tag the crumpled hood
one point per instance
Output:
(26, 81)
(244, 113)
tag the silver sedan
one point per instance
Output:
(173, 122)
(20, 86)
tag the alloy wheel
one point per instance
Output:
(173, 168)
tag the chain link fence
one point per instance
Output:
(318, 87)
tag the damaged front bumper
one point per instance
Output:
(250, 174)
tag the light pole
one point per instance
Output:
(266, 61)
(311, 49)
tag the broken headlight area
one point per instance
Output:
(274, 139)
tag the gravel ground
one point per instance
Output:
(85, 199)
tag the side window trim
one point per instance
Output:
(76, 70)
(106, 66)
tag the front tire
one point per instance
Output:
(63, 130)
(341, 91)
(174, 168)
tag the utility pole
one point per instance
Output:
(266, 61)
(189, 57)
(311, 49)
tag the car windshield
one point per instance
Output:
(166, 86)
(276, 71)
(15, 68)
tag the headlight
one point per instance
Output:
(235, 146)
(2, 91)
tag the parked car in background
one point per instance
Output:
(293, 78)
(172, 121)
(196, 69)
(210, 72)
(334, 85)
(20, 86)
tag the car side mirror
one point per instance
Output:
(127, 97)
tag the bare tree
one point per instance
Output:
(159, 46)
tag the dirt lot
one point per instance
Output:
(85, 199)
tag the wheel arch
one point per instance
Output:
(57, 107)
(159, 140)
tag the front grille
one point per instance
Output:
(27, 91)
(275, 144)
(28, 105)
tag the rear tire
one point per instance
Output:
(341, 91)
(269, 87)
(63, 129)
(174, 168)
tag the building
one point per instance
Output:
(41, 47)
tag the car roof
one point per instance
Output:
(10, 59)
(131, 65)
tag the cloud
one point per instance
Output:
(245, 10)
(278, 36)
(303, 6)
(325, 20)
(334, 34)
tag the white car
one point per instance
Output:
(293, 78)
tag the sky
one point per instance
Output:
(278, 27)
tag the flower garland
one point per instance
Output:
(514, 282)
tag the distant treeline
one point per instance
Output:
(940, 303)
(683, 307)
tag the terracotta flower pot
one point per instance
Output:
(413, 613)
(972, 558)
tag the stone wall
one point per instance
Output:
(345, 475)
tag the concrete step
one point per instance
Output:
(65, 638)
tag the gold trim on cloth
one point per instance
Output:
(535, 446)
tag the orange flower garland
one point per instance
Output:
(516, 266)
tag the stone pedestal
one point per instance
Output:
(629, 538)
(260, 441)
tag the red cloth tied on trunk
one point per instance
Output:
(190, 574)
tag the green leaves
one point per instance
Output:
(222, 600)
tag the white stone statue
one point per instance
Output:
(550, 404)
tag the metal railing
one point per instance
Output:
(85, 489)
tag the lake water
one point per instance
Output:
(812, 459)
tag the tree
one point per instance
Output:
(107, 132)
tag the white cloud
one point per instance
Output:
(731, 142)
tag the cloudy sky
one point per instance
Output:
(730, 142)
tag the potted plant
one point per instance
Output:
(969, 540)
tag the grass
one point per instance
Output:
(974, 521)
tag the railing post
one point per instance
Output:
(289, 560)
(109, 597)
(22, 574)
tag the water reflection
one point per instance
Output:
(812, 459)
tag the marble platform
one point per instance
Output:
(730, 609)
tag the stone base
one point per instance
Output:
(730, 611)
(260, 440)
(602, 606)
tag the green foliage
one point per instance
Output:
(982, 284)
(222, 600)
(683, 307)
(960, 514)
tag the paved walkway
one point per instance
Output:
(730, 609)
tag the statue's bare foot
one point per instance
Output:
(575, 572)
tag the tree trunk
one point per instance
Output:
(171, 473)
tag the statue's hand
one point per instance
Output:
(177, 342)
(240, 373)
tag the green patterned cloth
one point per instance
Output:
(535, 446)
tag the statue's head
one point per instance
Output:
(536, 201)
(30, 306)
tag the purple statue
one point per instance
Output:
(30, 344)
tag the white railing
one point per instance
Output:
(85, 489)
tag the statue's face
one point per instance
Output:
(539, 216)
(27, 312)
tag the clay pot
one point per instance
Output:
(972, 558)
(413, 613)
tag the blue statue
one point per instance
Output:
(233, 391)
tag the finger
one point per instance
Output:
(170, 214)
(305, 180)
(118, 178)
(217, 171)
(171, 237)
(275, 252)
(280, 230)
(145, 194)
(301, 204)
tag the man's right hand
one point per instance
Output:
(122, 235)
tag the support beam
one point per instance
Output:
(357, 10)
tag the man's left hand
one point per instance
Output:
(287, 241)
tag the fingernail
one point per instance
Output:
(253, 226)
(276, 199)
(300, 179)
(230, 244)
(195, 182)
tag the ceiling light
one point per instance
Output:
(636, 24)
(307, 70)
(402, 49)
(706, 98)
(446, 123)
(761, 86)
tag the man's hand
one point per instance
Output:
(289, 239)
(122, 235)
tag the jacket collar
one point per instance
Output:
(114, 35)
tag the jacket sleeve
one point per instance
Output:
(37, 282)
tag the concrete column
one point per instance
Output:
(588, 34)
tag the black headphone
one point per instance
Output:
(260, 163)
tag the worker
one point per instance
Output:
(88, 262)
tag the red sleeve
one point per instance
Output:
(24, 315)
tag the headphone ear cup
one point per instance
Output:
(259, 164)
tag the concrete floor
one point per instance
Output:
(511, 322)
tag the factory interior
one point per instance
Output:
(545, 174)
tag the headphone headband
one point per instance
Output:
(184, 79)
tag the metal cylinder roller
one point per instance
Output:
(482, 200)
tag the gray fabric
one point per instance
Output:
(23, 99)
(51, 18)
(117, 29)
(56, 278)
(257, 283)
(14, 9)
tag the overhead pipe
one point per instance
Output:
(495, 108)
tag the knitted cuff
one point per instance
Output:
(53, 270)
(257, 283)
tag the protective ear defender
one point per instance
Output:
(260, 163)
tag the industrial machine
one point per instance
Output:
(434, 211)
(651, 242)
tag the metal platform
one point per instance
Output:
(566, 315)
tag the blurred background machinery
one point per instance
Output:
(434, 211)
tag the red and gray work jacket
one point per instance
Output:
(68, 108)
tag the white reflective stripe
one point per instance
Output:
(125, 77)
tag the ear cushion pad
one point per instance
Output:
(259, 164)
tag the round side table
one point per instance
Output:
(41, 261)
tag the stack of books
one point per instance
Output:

#### EXERCISE GOAL
Line by line, repeat the listing exactly as written.

#### TASK ANSWER
tag the crumpled hood
one point per instance
Output:
(26, 81)
(244, 113)
tag the silver sedan
one point per instance
Output:
(173, 122)
(20, 86)
tag the alloy wheel
one point per instance
Output:
(173, 168)
tag the chain link fence
one point per instance
Output:
(318, 87)
tag the damaged front bumper
one point per instance
Output:
(250, 174)
tag the light pole
one point per instance
Output:
(266, 61)
(311, 49)
tag the broken headlight area
one point per instance
Output:
(274, 139)
tag the gravel ground
one point per instance
Output:
(85, 199)
tag the side window trim
one point per instance
Output:
(76, 70)
(106, 66)
tag the front tire
one point per instance
Output:
(63, 130)
(341, 91)
(174, 168)
tag the utility pole
one point per instance
Output:
(266, 61)
(189, 57)
(311, 49)
tag the car windshield
one point per instance
Output:
(166, 86)
(276, 71)
(15, 68)
tag the headlight
one point per instance
Output:
(235, 146)
(2, 91)
tag the parked car in background
one point per instance
Output:
(293, 78)
(172, 121)
(196, 69)
(210, 72)
(334, 85)
(20, 86)
tag the car side mirror
one point per instance
Output:
(127, 97)
tag the bare tree
one point per instance
Output:
(159, 46)
tag the dirt lot
one point per instance
Output:
(85, 199)
tag the wheel arch
one point per instance
Output:
(57, 107)
(159, 140)
tag the front grille
one point per instance
Output:
(27, 91)
(275, 144)
(28, 105)
tag the rear tire
one point per instance
Output:
(341, 91)
(269, 87)
(63, 129)
(174, 168)
tag the building
one point per instance
Output:
(41, 47)
tag the car roof
one point per instance
Output:
(10, 59)
(131, 65)
tag the cloud
one point per instance
Output:
(245, 10)
(278, 36)
(303, 6)
(325, 20)
(334, 34)
tag the white car
one point per instance
Output:
(293, 78)
tag the sky
one point per instance
Output:
(278, 27)
tag the flower garland
one point per instance
Output:
(514, 282)
tag the distant treeline
one point per instance
Output:
(940, 303)
(683, 307)
tag the terracotta flower pot
one point per instance
Output:
(413, 613)
(972, 558)
tag the stone wall
one point per instance
Output:
(345, 475)
tag the concrete step
one point per instance
Output:
(65, 638)
tag the gold trim on cloth
one point per instance
Output:
(535, 446)
tag the orange flower garland
one point per instance
Output:
(516, 266)
tag the stone pedestal
one point per instance
Output:
(629, 538)
(260, 441)
tag the red cloth tied on trunk
one point per instance
Output:
(190, 574)
tag the green leaves
one point per instance
Output:
(222, 600)
tag the white stone statue
one point per instance
Output:
(550, 404)
tag the metal railing
one point per instance
Output:
(85, 489)
tag the lake water
one point per instance
Output:
(812, 459)
tag the tree
one point per instance
Output:
(107, 132)
tag the white cloud
one point per instance
Output:
(731, 142)
tag the cloudy sky
one point per instance
Output:
(730, 142)
tag the potted plant
one point per instance
Output:
(969, 540)
tag the grass
one point per instance
Output:
(974, 521)
tag the railing post
one point per instance
Output:
(289, 560)
(109, 597)
(22, 574)
tag the water reflection
one point per instance
Output:
(812, 459)
tag the marble platform
one point per instance
Output:
(730, 609)
tag the stone base
one point per instance
Output:
(730, 611)
(260, 440)
(602, 606)
tag the green foliage
one point per instance
Output:
(982, 284)
(222, 600)
(683, 307)
(960, 514)
tag the paved walkway
one point per instance
Output:
(730, 609)
tag the statue's bare foot
one point per instance
Output:
(575, 572)
tag the tree trunk
one point per instance
Output:
(171, 473)
tag the statue's hand
one point per instance
Output:
(177, 342)
(240, 373)
tag the green patterned cloth
one point per instance
Output:
(535, 446)
tag the statue's head
one point per instance
Output:
(536, 201)
(30, 306)
tag the purple statue
one point per instance
Output:
(30, 344)
tag the white railing
one point per instance
Output:
(85, 489)
tag the statue's face
one point per instance
Output:
(539, 216)
(27, 312)
tag the clay pot
one point per instance
Output:
(972, 558)
(413, 613)
tag the blue statue
one point per instance
Output:
(233, 391)
tag the finger
one point per instance
Output:
(170, 214)
(305, 180)
(118, 178)
(217, 171)
(171, 237)
(275, 252)
(280, 230)
(145, 194)
(301, 204)
tag the man's right hand
one point per instance
Output:
(122, 235)
tag the support beam
one point per instance
Output:
(357, 10)
tag the man's left hand
one point per instance
Output:
(287, 241)
tag the fingernail
one point per instance
Output:
(253, 226)
(276, 199)
(300, 179)
(230, 244)
(195, 182)
tag the ceiling light
one point per instance
Output:
(636, 24)
(307, 70)
(402, 49)
(706, 98)
(446, 123)
(761, 86)
tag the man's hand
one point per instance
Output:
(289, 239)
(122, 235)
tag the jacket collar
one point per instance
Output:
(114, 35)
tag the jacket sleeve
one point per instance
Output:
(37, 282)
tag the concrete column
one point per instance
Output:
(588, 34)
tag the black headphone
one point per instance
Output:
(260, 163)
tag the worker
one point per instance
Output:
(88, 262)
tag the red sleeve
one point per instance
Output:
(24, 315)
tag the headphone ear cup
one point per instance
Output:
(259, 164)
tag the concrete floor
one point per instance
Output:
(511, 322)
tag the factory interior
one point per instance
Output:
(545, 174)
tag the headphone headband
one point per instance
Output:
(184, 79)
tag the metal cylinder roller
one point per instance
Output:
(482, 200)
tag the gray fabric
one point per instance
Output:
(23, 99)
(51, 18)
(117, 29)
(56, 278)
(257, 283)
(14, 9)
tag the overhead pipe
one point per instance
Output:
(495, 108)
tag the knitted cuff
one point per instance
Output:
(53, 270)
(257, 283)
tag the protective ear defender
one point per instance
Output:
(260, 163)
tag the industrial machine
one point per instance
Output:
(434, 211)
(651, 242)
tag the metal platform
one point per instance
Output:
(566, 315)
tag the blurred background machinery
one point per instance
Output:
(434, 211)
tag the red and gray work jacket
one point per instance
Output:
(68, 108)
tag the white reflective stripe
one point per instance
Output:
(125, 77)
tag the ear cushion pad
one point per instance
Output:
(259, 164)
tag the round side table
one point per instance
Output:
(41, 261)
tag the stack of books
one point per instance
Output:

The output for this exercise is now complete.